Activity: Every line of the data is to be transcribed without error.

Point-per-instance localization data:
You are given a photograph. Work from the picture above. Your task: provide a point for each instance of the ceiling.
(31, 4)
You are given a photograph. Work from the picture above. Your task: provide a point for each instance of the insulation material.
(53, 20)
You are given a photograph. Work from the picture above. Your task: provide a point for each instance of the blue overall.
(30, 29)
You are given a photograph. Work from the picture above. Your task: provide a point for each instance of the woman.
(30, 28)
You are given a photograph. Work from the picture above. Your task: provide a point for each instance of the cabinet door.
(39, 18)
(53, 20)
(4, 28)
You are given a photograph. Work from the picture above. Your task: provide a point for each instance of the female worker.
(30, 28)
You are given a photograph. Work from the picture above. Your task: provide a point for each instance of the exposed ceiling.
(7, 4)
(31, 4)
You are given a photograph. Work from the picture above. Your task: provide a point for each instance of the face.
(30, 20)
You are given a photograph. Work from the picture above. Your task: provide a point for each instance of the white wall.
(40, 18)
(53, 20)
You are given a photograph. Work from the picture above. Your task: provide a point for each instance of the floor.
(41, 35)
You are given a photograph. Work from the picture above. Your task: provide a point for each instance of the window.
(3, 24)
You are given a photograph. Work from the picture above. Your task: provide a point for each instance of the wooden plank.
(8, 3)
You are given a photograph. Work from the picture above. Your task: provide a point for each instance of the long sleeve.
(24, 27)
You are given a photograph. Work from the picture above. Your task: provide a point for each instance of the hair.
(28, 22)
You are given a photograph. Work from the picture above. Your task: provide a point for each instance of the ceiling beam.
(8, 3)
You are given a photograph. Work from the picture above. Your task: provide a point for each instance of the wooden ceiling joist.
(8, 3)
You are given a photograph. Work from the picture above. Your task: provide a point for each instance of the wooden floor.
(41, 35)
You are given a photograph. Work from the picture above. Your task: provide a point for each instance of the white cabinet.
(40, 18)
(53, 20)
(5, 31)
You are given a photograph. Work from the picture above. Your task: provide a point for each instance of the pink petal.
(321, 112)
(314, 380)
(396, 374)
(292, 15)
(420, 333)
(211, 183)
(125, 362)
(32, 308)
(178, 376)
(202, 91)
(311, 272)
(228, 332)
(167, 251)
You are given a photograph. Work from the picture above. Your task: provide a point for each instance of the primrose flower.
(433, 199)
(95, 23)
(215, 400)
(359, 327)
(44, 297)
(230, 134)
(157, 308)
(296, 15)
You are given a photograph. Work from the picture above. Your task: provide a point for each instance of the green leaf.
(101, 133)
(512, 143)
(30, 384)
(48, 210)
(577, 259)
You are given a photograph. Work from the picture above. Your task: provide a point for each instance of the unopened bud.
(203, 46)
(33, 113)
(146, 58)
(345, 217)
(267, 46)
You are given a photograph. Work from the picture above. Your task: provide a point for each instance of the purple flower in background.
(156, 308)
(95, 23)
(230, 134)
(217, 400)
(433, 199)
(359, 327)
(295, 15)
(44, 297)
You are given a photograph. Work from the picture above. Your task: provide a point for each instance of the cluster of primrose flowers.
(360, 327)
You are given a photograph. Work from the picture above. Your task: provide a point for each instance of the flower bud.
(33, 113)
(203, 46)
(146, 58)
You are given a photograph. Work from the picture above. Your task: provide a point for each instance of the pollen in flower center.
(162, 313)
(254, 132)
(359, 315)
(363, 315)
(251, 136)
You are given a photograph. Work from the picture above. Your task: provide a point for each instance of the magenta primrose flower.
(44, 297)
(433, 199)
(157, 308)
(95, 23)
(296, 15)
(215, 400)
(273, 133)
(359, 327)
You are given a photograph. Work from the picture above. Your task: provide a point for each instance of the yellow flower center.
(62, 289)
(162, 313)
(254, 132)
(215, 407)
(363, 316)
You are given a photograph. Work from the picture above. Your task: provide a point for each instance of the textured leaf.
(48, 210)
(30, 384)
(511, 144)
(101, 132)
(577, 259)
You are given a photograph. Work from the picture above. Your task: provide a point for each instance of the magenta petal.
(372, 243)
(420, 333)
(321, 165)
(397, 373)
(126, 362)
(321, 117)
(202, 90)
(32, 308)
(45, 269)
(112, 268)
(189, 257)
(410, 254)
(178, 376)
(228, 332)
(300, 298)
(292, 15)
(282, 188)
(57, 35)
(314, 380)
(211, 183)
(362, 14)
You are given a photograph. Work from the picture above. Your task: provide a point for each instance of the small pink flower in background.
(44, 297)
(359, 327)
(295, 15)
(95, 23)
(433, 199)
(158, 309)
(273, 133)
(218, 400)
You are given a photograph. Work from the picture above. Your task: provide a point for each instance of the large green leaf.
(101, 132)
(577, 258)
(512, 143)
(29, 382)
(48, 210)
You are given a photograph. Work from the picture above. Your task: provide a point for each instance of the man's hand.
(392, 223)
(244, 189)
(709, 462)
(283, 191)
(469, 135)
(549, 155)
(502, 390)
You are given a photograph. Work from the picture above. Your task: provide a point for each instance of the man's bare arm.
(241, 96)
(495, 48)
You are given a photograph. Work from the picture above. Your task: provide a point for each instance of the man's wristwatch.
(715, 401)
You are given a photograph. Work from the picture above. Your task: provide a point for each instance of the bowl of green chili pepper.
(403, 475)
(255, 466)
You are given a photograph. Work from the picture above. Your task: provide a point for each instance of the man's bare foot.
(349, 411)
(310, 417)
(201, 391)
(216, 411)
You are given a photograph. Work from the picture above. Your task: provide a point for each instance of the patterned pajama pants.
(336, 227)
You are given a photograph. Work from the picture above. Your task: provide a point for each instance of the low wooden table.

Response:
You are given a photograph. Work from the picture above. Your task: provide a point for each instance of the ceiling.
(31, 4)
You are given a photograph. Work from the picture above. Your task: provide a point for each instance of the insulation material.
(53, 20)
You are given a photograph. Work from the picture above. Your task: provide a point for each instance of the blue overall.
(30, 29)
You are given a photograph. Work from the picture above. Your task: provide a point for each instance of the woman.
(30, 28)
You are given a photograph. Work from the picture above. Your task: provide a point for each instance of the cabinet door.
(39, 18)
(53, 20)
(4, 28)
You are given a photograph. Work from the picture above. Your task: provide a point for each instance of the female worker.
(30, 28)
You are given a photograph. Work from the picture above. Your task: provide a point for each instance of the exposed ceiling.
(7, 4)
(31, 4)
You are given a photograph. Work from the picture above. Your task: provide a point for each instance of the face.
(30, 20)
You are given a photograph. Work from the picture above. Your task: provide a point for each instance of the white wall.
(40, 18)
(53, 20)
You are given a photograph. Work from the picture above. Your task: provide a point for each instance of the floor.
(41, 35)
You are given a photograph. Work from the picture above. Your task: provide a point for each instance of the window.
(3, 24)
You are given a photograph. Work from the picture above. Your task: provide a point for each instance of the wooden plank.
(8, 3)
You are given a photograph. Work from the picture above. Your task: provide a point for each instance of the long sleeve.
(24, 27)
You are given a photograph. Work from the picture above. Your task: provide a point for each instance of the hair.
(28, 22)
You are given a photograph. Work from the picture above. Your task: provide a point for each instance of the ceiling beam.
(8, 3)
You are given a photograph. Work from the picture above. Your task: provide a point for each instance of the wooden ceiling joist.
(8, 3)
You are given a photograph. Work from the picture above. Your task: provide a point for each instance of the wooden floor.
(41, 35)
You are given a photograph. Work from the picture above. Your task: provide a point for each instance of the white cabinet.
(40, 18)
(53, 20)
(5, 31)
You are given a photograph. Work from the picture above. Your task: provide a point for each instance of the pink petal.
(321, 112)
(314, 380)
(396, 374)
(292, 15)
(420, 333)
(211, 183)
(125, 362)
(32, 308)
(178, 376)
(202, 91)
(311, 272)
(228, 332)
(167, 251)
You are given a photograph. Work from the picture above. Your task: provide a point for each instance of the primrose flower.
(433, 199)
(95, 23)
(215, 400)
(359, 327)
(44, 297)
(230, 134)
(157, 308)
(296, 15)
You are given a photograph. Work from the picture above. Your task: provide a point for each instance of the green leaf.
(101, 133)
(512, 143)
(30, 384)
(48, 210)
(577, 259)
You are given a photograph. Work from the picture above. Your task: provide a point for each instance of the unopened bud.
(203, 46)
(33, 113)
(146, 58)
(345, 217)
(267, 46)
You are given a photograph. Work from the picture above. Your task: provide a point for each instance of the purple flower in background.
(156, 308)
(95, 23)
(230, 134)
(217, 400)
(433, 199)
(359, 327)
(295, 15)
(44, 297)
You are given a photograph. Work from the picture above. Your task: provide a point for each instance of the cluster of primrose flowers.
(360, 327)
You are given a photograph. Work from the picture above. Your task: provide a point for each instance of the flower bud.
(33, 113)
(203, 46)
(146, 58)
You are given a photograph. Work from the picture above. Your task: provide a point for each instance of the pollen in flower center.
(162, 313)
(254, 132)
(359, 315)
(363, 315)
(251, 136)
You are given a photograph. Work from the picture above. Your task: provide a point for each instance of the magenta primrose flower.
(44, 297)
(433, 199)
(157, 308)
(95, 23)
(296, 15)
(215, 400)
(273, 133)
(359, 327)
You are given a photograph. Work from the picture above. Your task: provide a point for each instance of the yellow flower center.
(62, 289)
(162, 313)
(254, 132)
(215, 407)
(363, 316)
You are given a photograph. Work from the picture above. Your task: provide a point for each instance of the textured leaf.
(48, 210)
(30, 384)
(511, 144)
(101, 132)
(577, 259)
You are given a photograph. Work from the picture above. Your task: provide a point for each instance of the magenta petal.
(372, 243)
(420, 333)
(321, 165)
(397, 373)
(126, 362)
(321, 117)
(202, 90)
(32, 308)
(45, 269)
(112, 268)
(189, 257)
(410, 254)
(178, 376)
(228, 332)
(300, 298)
(292, 15)
(282, 188)
(57, 35)
(314, 380)
(211, 183)
(362, 14)
You are given a photograph. Work from the picture above. Your task: provide a point for each instance of the small pink flower in background.
(44, 297)
(359, 327)
(295, 15)
(95, 23)
(433, 199)
(158, 309)
(273, 133)
(218, 400)
You are given a photograph. Work from the picture above. Your task: provide a point for each instance of the large green leaf.
(101, 132)
(577, 258)
(512, 143)
(29, 382)
(48, 210)
You are given a photograph. Work from the picture above. Your task: provide a point for each instance of the man's hand.
(392, 223)
(244, 189)
(709, 462)
(283, 191)
(469, 135)
(549, 155)
(502, 390)
You are given a photograph. Work from the picture above. Your task: provide a point for each instance of the man's bare arm.
(241, 96)
(495, 48)
You are given a photograph. Work from the picture above. Your task: provide a point for each instance of the man's wristwatch.
(715, 401)
You are given a photograph. Work from the picture above. Your task: provide a point for each instance of the bowl of green chili pepper.
(403, 475)
(255, 466)
You are given a photograph. Work from the picture above. Your task: provide a point for each instance of the man's bare foot.
(349, 411)
(310, 417)
(201, 391)
(216, 411)
You are given a photograph. Work from the picture above. Your task: provide a point for each instance of the patterned pajama pants.
(336, 227)
You are given a photograph. Work from the picture above. Your task: provide a point for each instance of the low wooden table.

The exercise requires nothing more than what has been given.